シンポジウム2

応答する教育思想史研究

――人新世の自然思想史と言語論的転回後の政治思想史をうけて ――


                 報告:田中智志(東京大学)

                    鳥光美緒子(無所属)

                 司会:丸山恭司(広島大学)


オンデマンド配信 + Webライブディスカッション(9月12日13:00-14:30)

【概要】

 感染症を扱った歴史書がこれまでになく話題とされた一年であった。パンデミックに限らず、気候変動、格差、ブラックライブスマターなど、人々は直面する問題を過去に遡って理解し、対処法を考えようとしてきた。それらの問題の解決にあたり、人々の歴史学への期待は医学や工学や法学ほどには高くないかもしれない。しかし、他とは代替できない役割が史的アプローチにはある。それは、現在を歴史的に相対化することによって問題認識の枠組み自体を問い直すことができる点にある。

_ _ _ _

◆ 取り組む課題:
1. シンポジウムの案内文のうち、「感染症を扱った歴史書がこれま」から「い直すことができる点にある。」までをそのまま書き写してください。
2. シンポジウムの案内文をもとに、次の問いに答えてください。
(a) 報告者のうち、東京大学に所属しているのは誰ですか。
(b) Webライブディスカッションは何月何日の何時から何時までですか。
(c) 司会を務めるのは誰ですか。
3. シンポジウムの案内文にある「しかし、他とは代替できない役割が史的アプローチにはある。」という一文を英語に訳してください。

◆ データの行:
_ _ _ _

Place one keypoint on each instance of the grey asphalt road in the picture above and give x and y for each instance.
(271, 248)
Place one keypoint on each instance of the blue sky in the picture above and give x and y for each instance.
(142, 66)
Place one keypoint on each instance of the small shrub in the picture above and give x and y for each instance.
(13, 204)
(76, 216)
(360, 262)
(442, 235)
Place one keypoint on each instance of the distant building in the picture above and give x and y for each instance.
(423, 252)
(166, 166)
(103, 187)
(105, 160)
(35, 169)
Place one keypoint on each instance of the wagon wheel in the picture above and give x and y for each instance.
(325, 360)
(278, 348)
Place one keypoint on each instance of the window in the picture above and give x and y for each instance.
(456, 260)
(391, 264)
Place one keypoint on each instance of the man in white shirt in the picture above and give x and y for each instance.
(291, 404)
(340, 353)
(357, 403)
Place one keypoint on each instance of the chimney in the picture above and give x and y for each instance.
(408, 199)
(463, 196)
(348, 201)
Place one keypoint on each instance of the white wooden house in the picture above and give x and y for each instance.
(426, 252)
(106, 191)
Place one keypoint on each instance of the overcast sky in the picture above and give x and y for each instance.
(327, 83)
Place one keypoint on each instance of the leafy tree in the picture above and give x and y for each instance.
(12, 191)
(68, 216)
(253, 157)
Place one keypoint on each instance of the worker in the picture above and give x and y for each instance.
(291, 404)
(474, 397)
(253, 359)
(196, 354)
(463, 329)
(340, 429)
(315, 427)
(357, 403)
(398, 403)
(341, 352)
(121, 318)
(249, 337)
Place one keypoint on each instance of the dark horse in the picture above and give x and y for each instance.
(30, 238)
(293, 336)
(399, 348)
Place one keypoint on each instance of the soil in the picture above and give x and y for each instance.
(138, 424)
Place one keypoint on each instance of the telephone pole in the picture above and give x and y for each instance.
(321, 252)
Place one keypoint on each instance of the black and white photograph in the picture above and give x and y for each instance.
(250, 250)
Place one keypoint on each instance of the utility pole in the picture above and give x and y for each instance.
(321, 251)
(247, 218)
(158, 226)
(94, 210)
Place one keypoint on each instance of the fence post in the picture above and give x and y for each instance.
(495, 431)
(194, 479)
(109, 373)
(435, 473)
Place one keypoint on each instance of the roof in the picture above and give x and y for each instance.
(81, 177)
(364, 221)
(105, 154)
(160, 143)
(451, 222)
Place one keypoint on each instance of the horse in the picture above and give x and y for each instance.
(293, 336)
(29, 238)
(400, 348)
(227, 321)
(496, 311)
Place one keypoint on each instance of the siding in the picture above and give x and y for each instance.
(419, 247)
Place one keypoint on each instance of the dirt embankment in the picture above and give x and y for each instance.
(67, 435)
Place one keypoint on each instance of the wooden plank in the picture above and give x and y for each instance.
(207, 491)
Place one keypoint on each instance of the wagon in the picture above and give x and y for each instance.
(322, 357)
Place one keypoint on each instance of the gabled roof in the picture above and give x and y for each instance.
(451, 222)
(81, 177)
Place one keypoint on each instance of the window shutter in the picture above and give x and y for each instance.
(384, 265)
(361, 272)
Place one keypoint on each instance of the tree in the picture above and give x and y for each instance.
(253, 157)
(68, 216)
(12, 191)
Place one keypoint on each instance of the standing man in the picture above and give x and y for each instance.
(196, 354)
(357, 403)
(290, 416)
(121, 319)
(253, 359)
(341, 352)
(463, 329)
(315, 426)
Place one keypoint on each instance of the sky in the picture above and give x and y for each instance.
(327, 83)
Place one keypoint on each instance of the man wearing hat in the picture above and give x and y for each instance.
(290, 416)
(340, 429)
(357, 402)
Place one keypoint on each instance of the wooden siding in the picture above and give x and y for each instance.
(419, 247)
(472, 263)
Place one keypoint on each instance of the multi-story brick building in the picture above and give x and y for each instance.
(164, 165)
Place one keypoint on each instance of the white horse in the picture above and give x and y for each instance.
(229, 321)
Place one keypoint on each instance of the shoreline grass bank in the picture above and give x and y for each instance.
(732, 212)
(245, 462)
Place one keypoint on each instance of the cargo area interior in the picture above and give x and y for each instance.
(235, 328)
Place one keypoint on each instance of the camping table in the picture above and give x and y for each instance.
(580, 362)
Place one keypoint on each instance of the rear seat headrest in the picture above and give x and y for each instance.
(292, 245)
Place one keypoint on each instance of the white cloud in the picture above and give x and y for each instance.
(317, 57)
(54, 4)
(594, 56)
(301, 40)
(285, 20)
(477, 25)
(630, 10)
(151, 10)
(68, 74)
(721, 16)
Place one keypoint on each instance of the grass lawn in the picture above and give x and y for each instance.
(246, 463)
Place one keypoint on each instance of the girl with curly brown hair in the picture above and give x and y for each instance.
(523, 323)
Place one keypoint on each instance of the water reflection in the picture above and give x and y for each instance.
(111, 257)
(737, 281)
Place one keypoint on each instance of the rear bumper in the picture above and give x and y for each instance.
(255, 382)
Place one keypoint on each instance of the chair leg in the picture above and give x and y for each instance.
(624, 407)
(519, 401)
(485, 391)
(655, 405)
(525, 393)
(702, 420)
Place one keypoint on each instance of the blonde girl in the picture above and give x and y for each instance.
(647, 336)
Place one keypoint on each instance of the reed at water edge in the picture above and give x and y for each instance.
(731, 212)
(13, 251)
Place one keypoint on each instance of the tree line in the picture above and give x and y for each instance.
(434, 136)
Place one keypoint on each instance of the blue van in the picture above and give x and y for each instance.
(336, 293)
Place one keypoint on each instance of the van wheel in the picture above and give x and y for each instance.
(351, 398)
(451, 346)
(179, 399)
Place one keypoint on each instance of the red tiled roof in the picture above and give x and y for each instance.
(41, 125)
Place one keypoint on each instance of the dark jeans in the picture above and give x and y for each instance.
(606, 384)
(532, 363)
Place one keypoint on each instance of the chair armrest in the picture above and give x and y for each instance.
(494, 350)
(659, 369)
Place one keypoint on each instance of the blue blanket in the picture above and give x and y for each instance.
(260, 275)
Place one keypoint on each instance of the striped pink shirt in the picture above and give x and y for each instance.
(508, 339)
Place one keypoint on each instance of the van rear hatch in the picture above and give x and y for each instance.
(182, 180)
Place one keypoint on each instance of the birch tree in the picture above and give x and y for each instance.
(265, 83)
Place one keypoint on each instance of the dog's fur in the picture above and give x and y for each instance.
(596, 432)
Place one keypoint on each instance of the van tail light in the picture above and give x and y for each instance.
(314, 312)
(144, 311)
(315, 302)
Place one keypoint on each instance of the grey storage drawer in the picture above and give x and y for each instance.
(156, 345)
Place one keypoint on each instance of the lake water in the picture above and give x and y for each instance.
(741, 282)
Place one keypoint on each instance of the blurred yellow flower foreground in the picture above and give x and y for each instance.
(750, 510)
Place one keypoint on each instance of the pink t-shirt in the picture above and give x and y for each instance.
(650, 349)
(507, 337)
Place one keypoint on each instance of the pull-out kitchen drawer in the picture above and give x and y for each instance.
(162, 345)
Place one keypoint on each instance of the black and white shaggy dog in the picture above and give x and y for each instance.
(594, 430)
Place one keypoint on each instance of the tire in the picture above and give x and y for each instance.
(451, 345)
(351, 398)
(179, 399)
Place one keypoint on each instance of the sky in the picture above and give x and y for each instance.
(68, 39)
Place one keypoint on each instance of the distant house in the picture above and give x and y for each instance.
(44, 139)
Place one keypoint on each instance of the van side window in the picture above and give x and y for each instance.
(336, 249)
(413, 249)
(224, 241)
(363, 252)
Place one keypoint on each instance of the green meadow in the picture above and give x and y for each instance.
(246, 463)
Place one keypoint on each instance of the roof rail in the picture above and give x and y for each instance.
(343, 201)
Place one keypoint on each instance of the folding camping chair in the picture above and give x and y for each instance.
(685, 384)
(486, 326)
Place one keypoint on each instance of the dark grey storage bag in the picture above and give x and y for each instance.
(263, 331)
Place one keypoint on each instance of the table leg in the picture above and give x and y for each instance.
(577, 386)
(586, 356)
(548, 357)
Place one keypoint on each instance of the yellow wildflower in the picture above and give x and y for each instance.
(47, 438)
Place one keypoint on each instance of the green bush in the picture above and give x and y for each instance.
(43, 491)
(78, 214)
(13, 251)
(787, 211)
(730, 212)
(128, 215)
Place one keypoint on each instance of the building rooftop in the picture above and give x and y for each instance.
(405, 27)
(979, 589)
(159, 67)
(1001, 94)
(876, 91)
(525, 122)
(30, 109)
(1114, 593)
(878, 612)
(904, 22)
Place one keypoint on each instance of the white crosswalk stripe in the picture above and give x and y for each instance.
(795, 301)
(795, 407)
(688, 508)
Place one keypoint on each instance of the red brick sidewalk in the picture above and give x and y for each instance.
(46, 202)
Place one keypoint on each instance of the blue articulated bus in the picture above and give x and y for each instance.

_ _ _ _

◆ 解答一覧:
1.
感染症を扱った歴史書がこれまでになく話題とされた一年であった。パンデミックに限らず、気候変動、格差、ブラックライブスマターなど、人々は直面する問題を過去に遡って理解し、対処法を考えようとしてきた。それらの問題の解決にあたり、人々の歴史学への期待は医学や工学や法学ほどには高くないかもしれない。しかし、他とは代替できない役割が史的アプローチにはある。それは、現在を歴史的に相対化することによって問題認識の枠組み自体を問い直すことができる点にある。

2.
(a) 田中智志
(b) 9月12日の13:00から14:30まで
(c) 丸山恭司(広島大学)

3. However, the historical approach has a role that nothing else can replace.